TRAVAIL DEMANDÉ:
a – Répondez aux questions suivantes d'après l'extrait sur la matière noire du génome.
(i) Dans quelle revue l'étude a-t-elle paru ?
(ii) Quelle part de la longueur du génome les gènes couvrent-ils ?
(iii) Quel nom porte la « région spécialisée » du chromosome formée par une classe de séquences répétées ?
b – Indiquez si chacune des affirmations ci-dessous concorde avec l'extrait sur la matière noire du génome, en citant les mots qui en décident.
(i) L'étude a été publiée le 31 août 2021.
(ii) Les gènes couvrent la moitié de la longueur du génome.
(iii) Alexandre Reymond dirige le Centre intégratif de génomique de l'UNIL.
c – Prolongez l'extrait sur la matière noire du génome en reprenant après sa dernière phrase.

EXTRAIT FOURNI:
----

L’utilité des gènes traduits en protéines ne fait pas de doute. Mais qu’en est-il de la matière noire, constituée quasi exclusivement de séquences d’ADN répétées? Dans une étude publiée le 31 août 2021 dans la revue «Molecular Biology and Evolution», l’équipe du Pr Alexandre Reymond, directeur du Centre intégratif de génomique de l’UNIL, décrypte ces étranges caractères génétiques qui influent sur l’histoire de l’évolution.
Notre génome peut être divisé en deux parties principales: d’un côté, les gènes qui contiennent l’information nécessaire à la fabrication de protéines et couvrent un quart de sa longueur ; de l’autre, la matière noire, composée presque exclusivement de séquences d’ADN répétées. Une classe de ces séquences forme une «région spécialisée» du chromosome, le centromère.

----

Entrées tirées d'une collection
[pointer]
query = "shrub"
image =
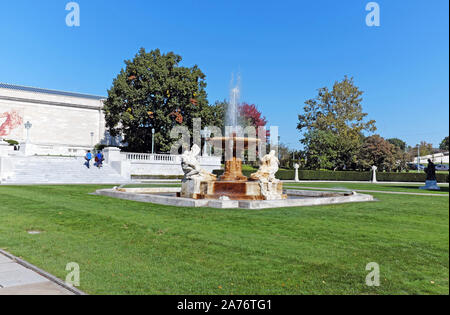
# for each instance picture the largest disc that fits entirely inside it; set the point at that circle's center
(351, 176)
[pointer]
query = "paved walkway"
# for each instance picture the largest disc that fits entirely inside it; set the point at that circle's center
(16, 278)
(372, 191)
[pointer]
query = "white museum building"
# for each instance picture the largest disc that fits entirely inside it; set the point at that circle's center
(60, 123)
(54, 130)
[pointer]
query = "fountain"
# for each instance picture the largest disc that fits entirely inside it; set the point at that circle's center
(232, 185)
(261, 190)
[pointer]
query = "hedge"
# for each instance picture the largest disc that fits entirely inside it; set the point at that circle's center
(352, 176)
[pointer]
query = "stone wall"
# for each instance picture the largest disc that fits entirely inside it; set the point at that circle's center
(60, 124)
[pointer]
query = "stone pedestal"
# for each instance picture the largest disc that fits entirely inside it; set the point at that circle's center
(233, 171)
(431, 185)
(296, 167)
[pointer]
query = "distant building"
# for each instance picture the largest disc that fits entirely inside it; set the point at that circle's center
(62, 123)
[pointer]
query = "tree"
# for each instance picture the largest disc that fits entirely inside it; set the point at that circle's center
(400, 144)
(444, 146)
(251, 116)
(424, 149)
(320, 149)
(336, 117)
(154, 91)
(379, 152)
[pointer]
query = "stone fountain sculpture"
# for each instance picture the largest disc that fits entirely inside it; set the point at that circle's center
(194, 175)
(271, 187)
(233, 185)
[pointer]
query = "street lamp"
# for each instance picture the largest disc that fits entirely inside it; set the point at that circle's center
(206, 133)
(153, 140)
(92, 139)
(418, 158)
(28, 126)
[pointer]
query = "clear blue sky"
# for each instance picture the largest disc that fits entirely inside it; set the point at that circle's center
(284, 50)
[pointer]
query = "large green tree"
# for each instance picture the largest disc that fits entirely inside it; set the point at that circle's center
(400, 144)
(379, 152)
(154, 91)
(336, 116)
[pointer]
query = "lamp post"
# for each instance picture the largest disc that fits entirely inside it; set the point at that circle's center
(153, 140)
(92, 138)
(206, 133)
(418, 158)
(28, 126)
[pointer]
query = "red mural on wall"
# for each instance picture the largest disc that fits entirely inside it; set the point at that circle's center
(9, 121)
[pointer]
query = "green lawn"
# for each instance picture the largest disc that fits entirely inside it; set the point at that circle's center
(126, 247)
(406, 187)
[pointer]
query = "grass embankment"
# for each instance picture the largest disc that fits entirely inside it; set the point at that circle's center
(126, 247)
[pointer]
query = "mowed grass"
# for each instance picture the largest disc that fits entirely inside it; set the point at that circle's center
(126, 247)
(404, 187)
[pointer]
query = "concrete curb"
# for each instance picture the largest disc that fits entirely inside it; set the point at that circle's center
(42, 273)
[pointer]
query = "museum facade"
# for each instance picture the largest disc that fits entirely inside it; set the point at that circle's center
(52, 122)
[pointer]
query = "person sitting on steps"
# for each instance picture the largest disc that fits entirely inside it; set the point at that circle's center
(88, 159)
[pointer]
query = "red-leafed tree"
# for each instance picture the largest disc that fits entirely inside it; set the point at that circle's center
(251, 116)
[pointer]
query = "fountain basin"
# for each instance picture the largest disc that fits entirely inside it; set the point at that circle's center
(296, 198)
(233, 190)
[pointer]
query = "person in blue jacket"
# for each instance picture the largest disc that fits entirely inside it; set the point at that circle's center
(88, 159)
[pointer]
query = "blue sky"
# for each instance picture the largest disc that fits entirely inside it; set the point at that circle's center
(284, 50)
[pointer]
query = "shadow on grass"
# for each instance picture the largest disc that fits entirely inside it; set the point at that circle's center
(443, 189)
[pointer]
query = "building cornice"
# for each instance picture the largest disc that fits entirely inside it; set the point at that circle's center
(34, 101)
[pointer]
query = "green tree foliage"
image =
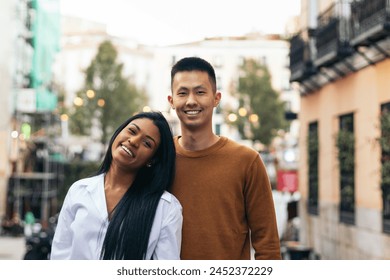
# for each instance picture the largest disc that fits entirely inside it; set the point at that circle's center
(255, 93)
(111, 99)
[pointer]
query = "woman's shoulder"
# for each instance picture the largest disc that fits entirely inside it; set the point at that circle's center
(86, 183)
(170, 200)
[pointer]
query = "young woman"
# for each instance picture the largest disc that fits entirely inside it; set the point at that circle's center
(125, 211)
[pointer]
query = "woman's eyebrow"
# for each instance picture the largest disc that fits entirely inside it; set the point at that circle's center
(147, 136)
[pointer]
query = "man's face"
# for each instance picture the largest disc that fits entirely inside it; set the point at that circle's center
(193, 99)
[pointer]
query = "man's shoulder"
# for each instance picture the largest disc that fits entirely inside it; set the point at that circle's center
(240, 148)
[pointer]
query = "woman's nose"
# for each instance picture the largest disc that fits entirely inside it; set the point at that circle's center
(133, 141)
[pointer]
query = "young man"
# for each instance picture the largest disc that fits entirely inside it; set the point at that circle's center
(223, 186)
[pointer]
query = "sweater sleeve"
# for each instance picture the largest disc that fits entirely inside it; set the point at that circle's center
(260, 211)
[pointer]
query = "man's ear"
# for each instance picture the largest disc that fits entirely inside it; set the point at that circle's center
(217, 98)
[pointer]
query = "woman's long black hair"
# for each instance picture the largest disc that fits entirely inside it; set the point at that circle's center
(129, 229)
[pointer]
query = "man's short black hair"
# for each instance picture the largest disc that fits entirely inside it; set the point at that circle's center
(195, 64)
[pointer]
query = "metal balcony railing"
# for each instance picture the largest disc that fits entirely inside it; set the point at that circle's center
(333, 34)
(301, 65)
(370, 21)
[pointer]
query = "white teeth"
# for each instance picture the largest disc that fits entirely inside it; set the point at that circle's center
(192, 112)
(127, 150)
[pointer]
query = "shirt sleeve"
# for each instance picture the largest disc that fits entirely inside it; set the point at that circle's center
(169, 243)
(260, 211)
(62, 240)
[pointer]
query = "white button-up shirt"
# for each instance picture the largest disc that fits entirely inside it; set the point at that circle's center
(83, 222)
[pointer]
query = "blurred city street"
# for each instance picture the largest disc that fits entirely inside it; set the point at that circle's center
(12, 248)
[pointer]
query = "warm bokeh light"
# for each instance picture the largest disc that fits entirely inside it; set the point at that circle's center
(232, 117)
(64, 117)
(242, 112)
(253, 118)
(14, 134)
(78, 101)
(90, 94)
(101, 102)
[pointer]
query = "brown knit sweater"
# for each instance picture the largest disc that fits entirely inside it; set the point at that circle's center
(227, 200)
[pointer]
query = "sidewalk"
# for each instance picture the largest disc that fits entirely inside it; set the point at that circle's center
(12, 248)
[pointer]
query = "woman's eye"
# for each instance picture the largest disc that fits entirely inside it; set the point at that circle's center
(148, 144)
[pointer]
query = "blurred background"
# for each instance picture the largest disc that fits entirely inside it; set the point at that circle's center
(304, 82)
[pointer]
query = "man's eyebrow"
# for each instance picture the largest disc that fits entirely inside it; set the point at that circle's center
(147, 136)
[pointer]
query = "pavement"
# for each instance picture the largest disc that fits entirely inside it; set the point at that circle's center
(12, 248)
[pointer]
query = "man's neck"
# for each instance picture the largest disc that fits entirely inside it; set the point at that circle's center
(196, 141)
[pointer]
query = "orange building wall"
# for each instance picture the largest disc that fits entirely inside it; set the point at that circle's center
(360, 93)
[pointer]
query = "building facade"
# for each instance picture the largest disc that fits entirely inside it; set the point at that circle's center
(29, 175)
(340, 61)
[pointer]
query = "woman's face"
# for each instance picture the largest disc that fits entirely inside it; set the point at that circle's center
(136, 144)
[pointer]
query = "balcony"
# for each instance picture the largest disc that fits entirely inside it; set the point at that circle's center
(301, 65)
(333, 35)
(370, 21)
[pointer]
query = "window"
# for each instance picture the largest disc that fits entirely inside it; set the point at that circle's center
(385, 161)
(346, 157)
(313, 151)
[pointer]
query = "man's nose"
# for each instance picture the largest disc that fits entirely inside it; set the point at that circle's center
(191, 100)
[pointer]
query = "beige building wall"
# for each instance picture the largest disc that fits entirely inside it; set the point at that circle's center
(360, 93)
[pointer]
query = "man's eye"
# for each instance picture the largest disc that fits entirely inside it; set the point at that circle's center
(148, 144)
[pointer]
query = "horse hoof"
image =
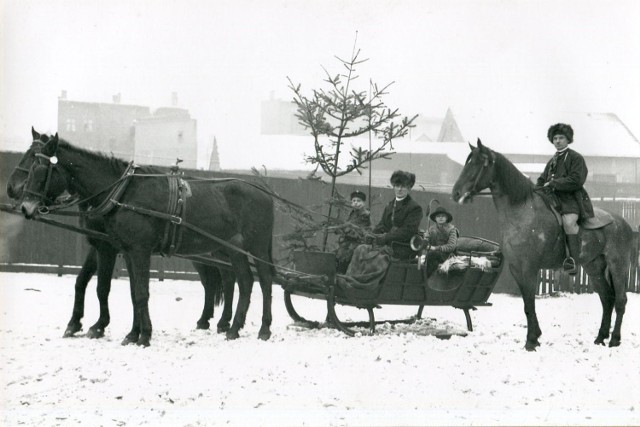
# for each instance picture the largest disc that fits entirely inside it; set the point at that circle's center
(95, 333)
(72, 329)
(70, 332)
(264, 335)
(130, 339)
(531, 346)
(231, 335)
(203, 325)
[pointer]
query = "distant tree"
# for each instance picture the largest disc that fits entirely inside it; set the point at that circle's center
(340, 112)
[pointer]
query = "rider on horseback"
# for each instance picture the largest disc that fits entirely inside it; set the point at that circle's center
(564, 177)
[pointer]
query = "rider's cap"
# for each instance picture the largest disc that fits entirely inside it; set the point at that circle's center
(560, 129)
(439, 211)
(359, 194)
(403, 179)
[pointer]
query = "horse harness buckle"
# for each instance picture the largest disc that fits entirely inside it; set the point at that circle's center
(179, 191)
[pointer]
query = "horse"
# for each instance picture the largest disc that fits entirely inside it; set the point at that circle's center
(101, 258)
(533, 239)
(224, 212)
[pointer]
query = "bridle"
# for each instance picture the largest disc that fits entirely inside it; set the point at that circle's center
(41, 159)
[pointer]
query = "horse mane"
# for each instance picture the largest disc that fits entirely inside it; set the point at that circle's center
(513, 183)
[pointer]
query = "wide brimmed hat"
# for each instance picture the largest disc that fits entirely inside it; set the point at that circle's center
(402, 178)
(439, 211)
(359, 194)
(560, 129)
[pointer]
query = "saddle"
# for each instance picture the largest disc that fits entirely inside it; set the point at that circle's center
(600, 218)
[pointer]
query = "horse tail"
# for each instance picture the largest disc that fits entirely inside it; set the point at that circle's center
(270, 255)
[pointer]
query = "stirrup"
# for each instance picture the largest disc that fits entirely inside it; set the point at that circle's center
(569, 266)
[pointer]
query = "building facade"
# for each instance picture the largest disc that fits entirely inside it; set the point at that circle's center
(130, 132)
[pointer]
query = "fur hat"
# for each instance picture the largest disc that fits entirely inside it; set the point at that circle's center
(439, 211)
(360, 195)
(402, 178)
(560, 129)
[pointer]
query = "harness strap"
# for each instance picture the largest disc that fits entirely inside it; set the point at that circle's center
(116, 193)
(172, 202)
(176, 207)
(178, 220)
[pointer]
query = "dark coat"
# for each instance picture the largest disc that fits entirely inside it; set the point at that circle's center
(566, 175)
(406, 215)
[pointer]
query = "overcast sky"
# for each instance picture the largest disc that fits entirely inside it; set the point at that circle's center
(224, 57)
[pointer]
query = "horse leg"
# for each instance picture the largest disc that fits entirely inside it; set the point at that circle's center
(245, 284)
(87, 271)
(208, 277)
(596, 271)
(141, 264)
(134, 334)
(525, 277)
(106, 261)
(228, 285)
(266, 280)
(618, 281)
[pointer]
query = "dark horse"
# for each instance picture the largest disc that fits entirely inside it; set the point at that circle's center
(235, 218)
(101, 258)
(533, 239)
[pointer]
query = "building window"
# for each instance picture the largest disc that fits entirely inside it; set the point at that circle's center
(71, 125)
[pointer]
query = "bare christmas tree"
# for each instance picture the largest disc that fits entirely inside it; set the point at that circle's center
(341, 112)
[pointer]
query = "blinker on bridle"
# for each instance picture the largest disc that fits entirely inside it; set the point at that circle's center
(51, 164)
(488, 160)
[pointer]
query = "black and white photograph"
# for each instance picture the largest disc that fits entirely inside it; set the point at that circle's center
(319, 213)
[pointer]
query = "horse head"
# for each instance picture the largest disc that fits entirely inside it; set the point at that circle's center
(19, 175)
(45, 180)
(476, 175)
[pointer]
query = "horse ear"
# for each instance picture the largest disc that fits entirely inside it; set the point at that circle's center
(51, 147)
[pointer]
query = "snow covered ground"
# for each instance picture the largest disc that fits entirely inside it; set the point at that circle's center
(400, 376)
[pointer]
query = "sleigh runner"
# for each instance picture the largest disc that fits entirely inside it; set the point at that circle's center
(403, 283)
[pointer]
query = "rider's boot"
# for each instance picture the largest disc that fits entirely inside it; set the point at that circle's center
(569, 265)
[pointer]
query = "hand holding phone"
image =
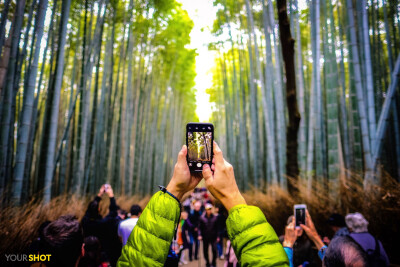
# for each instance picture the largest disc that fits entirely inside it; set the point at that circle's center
(199, 142)
(300, 214)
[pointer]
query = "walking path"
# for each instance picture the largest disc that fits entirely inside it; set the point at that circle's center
(201, 262)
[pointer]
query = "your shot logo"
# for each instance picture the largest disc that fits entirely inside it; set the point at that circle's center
(27, 257)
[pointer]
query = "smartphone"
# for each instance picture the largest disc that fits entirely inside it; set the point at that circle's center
(300, 214)
(106, 186)
(199, 141)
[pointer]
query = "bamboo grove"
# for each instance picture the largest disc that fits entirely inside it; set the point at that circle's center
(92, 92)
(347, 69)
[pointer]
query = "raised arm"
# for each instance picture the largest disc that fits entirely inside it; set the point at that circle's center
(253, 239)
(149, 242)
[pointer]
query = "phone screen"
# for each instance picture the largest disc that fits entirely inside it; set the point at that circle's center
(300, 216)
(200, 143)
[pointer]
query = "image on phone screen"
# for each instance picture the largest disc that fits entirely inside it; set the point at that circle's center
(300, 216)
(199, 143)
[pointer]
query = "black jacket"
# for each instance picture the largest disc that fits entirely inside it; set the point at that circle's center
(209, 227)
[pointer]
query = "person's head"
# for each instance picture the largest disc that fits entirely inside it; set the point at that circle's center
(92, 252)
(356, 223)
(208, 209)
(136, 210)
(93, 210)
(336, 221)
(344, 252)
(121, 213)
(184, 215)
(299, 231)
(63, 239)
(197, 206)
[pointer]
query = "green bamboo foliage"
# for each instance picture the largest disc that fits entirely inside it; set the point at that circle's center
(108, 96)
(341, 78)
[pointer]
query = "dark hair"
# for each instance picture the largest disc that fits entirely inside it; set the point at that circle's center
(92, 252)
(344, 252)
(63, 239)
(336, 220)
(135, 210)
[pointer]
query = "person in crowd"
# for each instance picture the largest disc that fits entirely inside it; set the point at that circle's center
(208, 232)
(221, 221)
(343, 251)
(35, 246)
(93, 257)
(304, 252)
(252, 237)
(63, 239)
(230, 259)
(187, 202)
(289, 239)
(358, 227)
(183, 236)
(105, 229)
(194, 219)
(122, 214)
(338, 226)
(125, 227)
(312, 233)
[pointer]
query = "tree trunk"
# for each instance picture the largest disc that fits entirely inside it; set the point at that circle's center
(54, 107)
(287, 42)
(29, 95)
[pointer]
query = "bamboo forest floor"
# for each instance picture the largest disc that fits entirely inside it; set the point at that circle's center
(201, 262)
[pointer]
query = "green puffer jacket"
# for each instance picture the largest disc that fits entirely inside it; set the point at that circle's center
(253, 239)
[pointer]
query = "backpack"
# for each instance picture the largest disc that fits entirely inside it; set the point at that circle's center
(374, 256)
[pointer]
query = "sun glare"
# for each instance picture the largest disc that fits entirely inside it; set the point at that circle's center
(203, 14)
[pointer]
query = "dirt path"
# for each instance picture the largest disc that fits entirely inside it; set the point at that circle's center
(201, 262)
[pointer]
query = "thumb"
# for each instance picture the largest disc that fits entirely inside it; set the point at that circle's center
(305, 228)
(207, 173)
(182, 155)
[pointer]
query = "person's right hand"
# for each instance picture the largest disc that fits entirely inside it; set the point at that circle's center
(290, 235)
(311, 232)
(101, 191)
(222, 183)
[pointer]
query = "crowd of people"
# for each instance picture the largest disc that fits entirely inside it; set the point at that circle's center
(170, 229)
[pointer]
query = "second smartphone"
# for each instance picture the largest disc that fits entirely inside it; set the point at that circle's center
(199, 141)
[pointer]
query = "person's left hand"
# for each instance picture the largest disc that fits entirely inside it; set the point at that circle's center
(290, 235)
(182, 180)
(109, 191)
(101, 191)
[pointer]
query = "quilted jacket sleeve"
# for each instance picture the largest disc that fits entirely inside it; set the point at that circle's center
(149, 242)
(253, 238)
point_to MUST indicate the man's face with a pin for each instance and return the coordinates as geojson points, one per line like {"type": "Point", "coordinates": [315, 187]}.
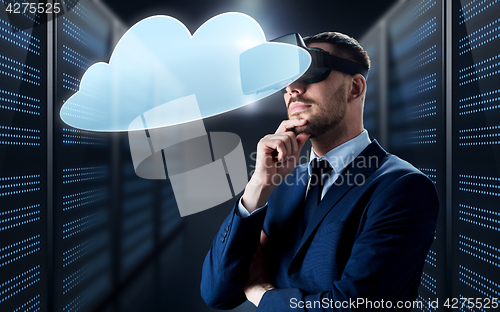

----

RÉPONSES ATTENDUES:
a –
(i) Dans la revue « Molecular Biology and Evolution ».
(ii) Un quart de sa longueur.
(iii) Le centromère.

b –
(i) Oui : « publiée le 31 août 2021 ».
(ii) Non : « couvrent un quart de sa longueur ».
(iii) Oui : « directeur du Centre intégratif de génomique de l’UNIL ».

c –
Chaque chromosome possède un centromère, qui garantit une ségrégation fidèle des paires de chromosomes dans les cellules filles lors de la division cellulaire. Des erreurs dans ce processus entraînent des altérations du nombre de chromosomes, comme la trisomie 21.
Décrypter l’histoire évolutive
Dans une étude parue dans l’édition du 31 août 2021 du journal Molecular Biology and Evolution (MBE), le laboratoire d’Alexandre Reymond, professeur ordinaire à la Faculté de biologie et de médecine (FBM) et directeur du Centre intégratif de génomique (CIG) de l’UNIL, a pu mettre en parallèle une découverte surprenante et fortuite avec l’histoire évolutive des chromosomes. En comparant les chromosomes humains et ceux d’autres primates, les scientifiques ont observé que ceux-ci se sont différenciés au cours du temps. Ces transformations incluent des changements de position du centromère le long du chromosome 15 par exemple.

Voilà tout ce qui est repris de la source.